··· Textauszug ···

Kein Grund jedoch, mit Hohn und Spott auf die Scheinheiligen von Übersee zu reagieren; erst recht nicht in einem Land wie Deutschland, das noch jedes bürgerliche Mindestmaß an Säkularisierung unterschreitet. Über den Skandal, dass der Staat von alters her den Kirchen nicht nur den Religionsunterricht und den Löwenanteil der sozialen Dienstleistungen überlässt, sondern zu allem Überfluss auch noch die Vereinsbeiträge eintreibt, erregen sich von denen, die herablassend über die puritanischen Amis herziehen, die allerwenigsten. Und während in den USA die evangelikalen Gotteskrieger immer auch mit leidenschaftlichem Widerstand konfrontiert werden, finden hierzulande, im Herzen der Friede-Freude-Eierkuchen-Volksgemeinschaft, die Pfaffen über alle Parteigrenzen hinweg offene Aufnahme. Es waren schließlich die hiesigen Linken und Alternativen, die um des lieben Friedens willen christliche Rituale, Ringelpiez und Klampfenlieder aus der mittelalterlichen Versenkung holten. Die Quittung wird ihnen nun präsentiert, seit Jugendliche nicht mehr zu Rock gegen Rechts, sondern zum Kirchentag strömen, und Infostände in der Uni nicht mehr soziale Missstände anprangern, sondern vorehelichen Geschlechtsverkehr; seit der Tod einen senilen polnischen Antikommunisten zum hysterisch betrauerten Sieger im Lady-Di-Ähnlichkeitswettbewerb machte und, als Folge dieses Ereignisses, »Wir« nach Fußball- und Aufarbeitungsweltmeister auch noch »Papst« geworden sind.

···

Aufgaben:
1 - Nenne alles, was die hiesigen Linken und Alternativen laut dem Textauszug aus der mittelalterlichen Versenkung holten.
2 - Formatiere alles in den Datensätzen von der Zeile mit „For every instance of the brick building, put“ bis zum Ende der Datensätze als Markdown-Tabelle mit den Spalten „Nr“ und „Eintrag“. Beide Enden gehören dazu, leere Zeilen und Bilder kommen nicht in die Tabelle.

··· Bereitgestellte Datensätze ···

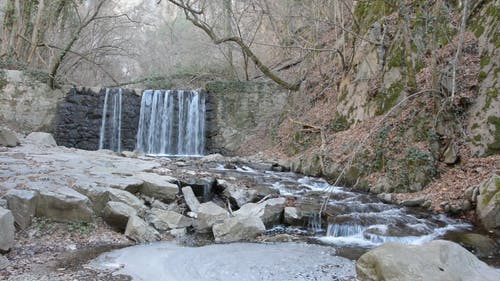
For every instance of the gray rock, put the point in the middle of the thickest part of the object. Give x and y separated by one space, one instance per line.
238 195
208 214
22 203
437 260
4 262
41 139
190 199
63 204
165 220
138 230
238 228
482 246
123 196
414 202
159 187
8 138
293 216
7 230
117 214
488 204
269 211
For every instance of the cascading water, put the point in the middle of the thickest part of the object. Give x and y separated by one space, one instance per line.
110 133
172 123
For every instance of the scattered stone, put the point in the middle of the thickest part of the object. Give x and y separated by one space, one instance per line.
159 187
437 260
178 232
237 229
190 199
8 138
482 246
22 203
7 230
41 139
414 202
208 214
164 220
269 211
139 231
63 204
385 197
4 262
123 196
450 155
239 196
129 154
488 204
117 214
292 216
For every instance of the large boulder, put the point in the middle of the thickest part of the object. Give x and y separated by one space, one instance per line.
7 230
434 261
159 187
269 211
238 195
237 229
41 139
22 203
488 204
8 138
63 204
138 230
190 199
165 220
208 214
117 214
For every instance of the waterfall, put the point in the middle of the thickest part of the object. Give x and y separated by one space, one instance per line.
110 136
171 123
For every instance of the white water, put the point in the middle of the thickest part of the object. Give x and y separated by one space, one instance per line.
110 136
236 261
172 123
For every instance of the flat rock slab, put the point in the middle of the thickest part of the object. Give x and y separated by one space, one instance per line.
237 261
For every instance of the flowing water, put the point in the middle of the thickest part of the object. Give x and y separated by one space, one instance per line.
172 123
110 133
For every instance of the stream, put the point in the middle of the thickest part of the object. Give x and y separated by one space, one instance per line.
352 224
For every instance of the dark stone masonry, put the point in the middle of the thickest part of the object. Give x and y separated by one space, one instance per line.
79 116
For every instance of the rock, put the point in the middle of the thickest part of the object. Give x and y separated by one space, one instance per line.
8 138
117 214
190 199
123 196
488 204
63 204
165 220
159 187
4 262
7 230
482 246
239 196
22 203
385 197
208 214
178 232
237 229
450 155
138 230
129 154
41 139
293 216
414 202
437 260
269 211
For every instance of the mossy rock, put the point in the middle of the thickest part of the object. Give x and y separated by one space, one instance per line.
488 204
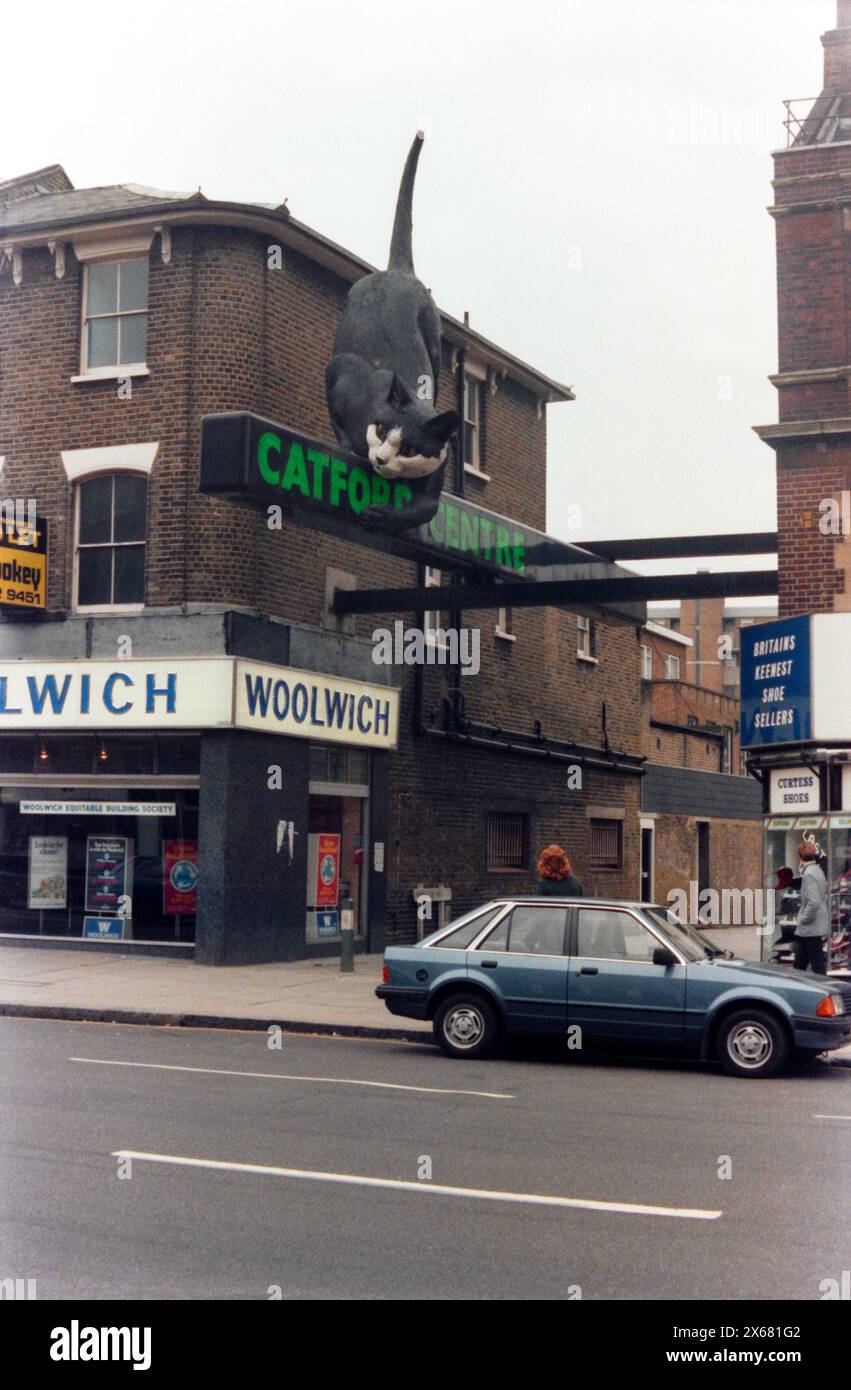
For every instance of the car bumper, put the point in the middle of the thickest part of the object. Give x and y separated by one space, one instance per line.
823 1034
408 1001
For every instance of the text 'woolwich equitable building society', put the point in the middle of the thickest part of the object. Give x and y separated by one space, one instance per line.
198 745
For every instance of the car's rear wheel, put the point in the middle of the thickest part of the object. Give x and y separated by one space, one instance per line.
465 1025
752 1043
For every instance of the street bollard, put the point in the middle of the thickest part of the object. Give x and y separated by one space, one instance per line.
346 937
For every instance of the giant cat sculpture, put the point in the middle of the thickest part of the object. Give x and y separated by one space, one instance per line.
383 378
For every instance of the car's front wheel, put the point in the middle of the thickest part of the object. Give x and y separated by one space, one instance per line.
752 1043
465 1025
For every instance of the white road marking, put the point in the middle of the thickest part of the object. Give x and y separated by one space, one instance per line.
280 1076
434 1189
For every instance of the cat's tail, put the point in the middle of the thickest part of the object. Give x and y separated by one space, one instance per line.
401 255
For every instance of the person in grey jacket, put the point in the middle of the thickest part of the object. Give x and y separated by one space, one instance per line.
812 923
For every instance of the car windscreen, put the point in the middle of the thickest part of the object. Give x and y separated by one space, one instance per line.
683 937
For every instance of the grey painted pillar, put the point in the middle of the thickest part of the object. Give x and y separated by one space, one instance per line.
252 900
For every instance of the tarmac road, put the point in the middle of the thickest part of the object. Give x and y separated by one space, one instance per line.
342 1132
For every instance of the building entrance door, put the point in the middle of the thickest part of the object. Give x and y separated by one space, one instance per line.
337 840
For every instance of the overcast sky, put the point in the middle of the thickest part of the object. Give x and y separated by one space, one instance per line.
593 191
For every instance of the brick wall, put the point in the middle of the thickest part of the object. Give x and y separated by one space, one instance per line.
734 855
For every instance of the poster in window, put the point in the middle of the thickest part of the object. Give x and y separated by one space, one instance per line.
327 872
47 872
106 873
180 876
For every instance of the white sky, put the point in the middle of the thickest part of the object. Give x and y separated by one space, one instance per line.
593 191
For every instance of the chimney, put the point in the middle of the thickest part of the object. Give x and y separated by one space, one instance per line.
837 50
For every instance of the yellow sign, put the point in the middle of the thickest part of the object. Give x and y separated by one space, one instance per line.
22 563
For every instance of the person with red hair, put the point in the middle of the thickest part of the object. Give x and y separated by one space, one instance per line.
556 877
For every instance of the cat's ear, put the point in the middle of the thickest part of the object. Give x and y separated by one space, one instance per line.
442 427
398 394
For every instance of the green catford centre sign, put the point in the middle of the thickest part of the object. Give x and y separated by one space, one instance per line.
267 464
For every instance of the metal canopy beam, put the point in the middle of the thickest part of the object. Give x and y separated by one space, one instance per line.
558 592
684 546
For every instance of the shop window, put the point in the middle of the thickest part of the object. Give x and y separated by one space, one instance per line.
124 866
111 528
114 314
606 844
331 763
178 755
124 755
506 841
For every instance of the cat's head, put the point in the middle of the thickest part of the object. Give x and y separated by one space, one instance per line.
408 438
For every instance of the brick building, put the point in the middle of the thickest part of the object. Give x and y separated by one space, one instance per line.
812 438
700 819
125 316
714 627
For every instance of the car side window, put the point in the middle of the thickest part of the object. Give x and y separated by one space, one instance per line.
612 936
460 940
498 937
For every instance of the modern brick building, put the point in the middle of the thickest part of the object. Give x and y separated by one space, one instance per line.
125 316
812 438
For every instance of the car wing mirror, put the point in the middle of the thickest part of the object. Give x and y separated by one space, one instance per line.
663 957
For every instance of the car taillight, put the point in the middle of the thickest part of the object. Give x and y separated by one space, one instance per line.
829 1007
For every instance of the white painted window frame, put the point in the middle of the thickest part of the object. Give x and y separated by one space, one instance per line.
82 464
583 640
504 626
431 619
117 370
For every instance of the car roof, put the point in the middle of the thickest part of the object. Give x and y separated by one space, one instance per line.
572 898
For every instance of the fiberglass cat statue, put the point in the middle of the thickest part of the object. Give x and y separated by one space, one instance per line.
383 378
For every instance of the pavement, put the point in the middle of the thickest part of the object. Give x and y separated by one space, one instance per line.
303 995
181 1164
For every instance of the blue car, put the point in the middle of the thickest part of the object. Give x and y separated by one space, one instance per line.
612 972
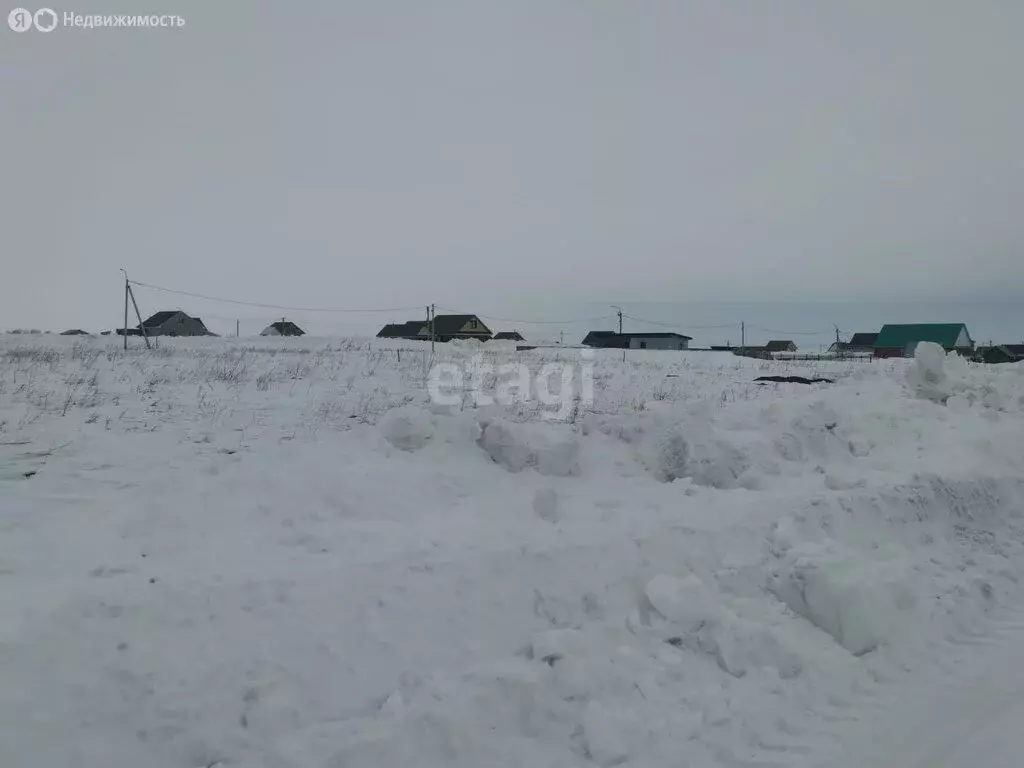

···

Lösungen:
1 - christliche Rituale, Ringelpiez, Klampfenlieder

2 -
| Nr | Eintrag |
|---|---|
| 1 | For every instance of the brick building, put the point in the middle of the thickest part of the object. Give x and y separated by one space, one instance per line. |
| 2 | 812 438 |
| 3 | 700 819 |
| 4 | 125 316 |
| 5 | 714 627 |
| 6 | For every instance of the car side window, put the point in the middle of the thickest part of the object. Give x and y separated by one space, one instance per line. |
| 7 | 612 936 |
| 8 | 460 940 |
| 9 | 498 937 |
| 10 | For every instance of the modern brick building, put the point in the middle of the thickest part of the object. Give x and y separated by one space, one instance per line. |
| 11 | 125 316 |
| 12 | 812 438 |
| 13 | For every instance of the car wing mirror, put the point in the middle of the thickest part of the object. Give x and y separated by one space, one instance per line. |
| 14 | 663 957 |
| 15 | For every instance of the car taillight, put the point in the middle of the thickest part of the object. Give x and y separated by one space, one instance per line. |
| 16 | 829 1007 |
| 17 | For every instance of the white painted window frame, put the point in the middle of the thickest part of the object. Give x and y separated by one space, one instance per line. |
| 18 | 82 464 |
| 19 | 583 640 |
| 20 | 504 626 |
| 21 | 431 619 |
| 22 | 117 370 |
| 23 | For every instance of the car roof, put the point in the middle of the thickest part of the object. Give x and y separated by one space, one instance per line. |
| 24 | 572 898 |
| 25 | For every instance of the fiberglass cat statue, put the point in the middle of the thickest part of the object. Give x and y separated by one space, one instance per line. |
| 26 | 383 378 |
| 27 | For every instance of the pavement, put the point in the middle of the thickest part of the object. Give x and y separated by one space, one instance per line. |
| 28 | 303 995 |
| 29 | 181 1164 |
| 30 | For every instance of the blue car, put the point in the middle of the thickest part of the object. Give x and y separated by one space, one instance per line. |
| 31 | 612 972 |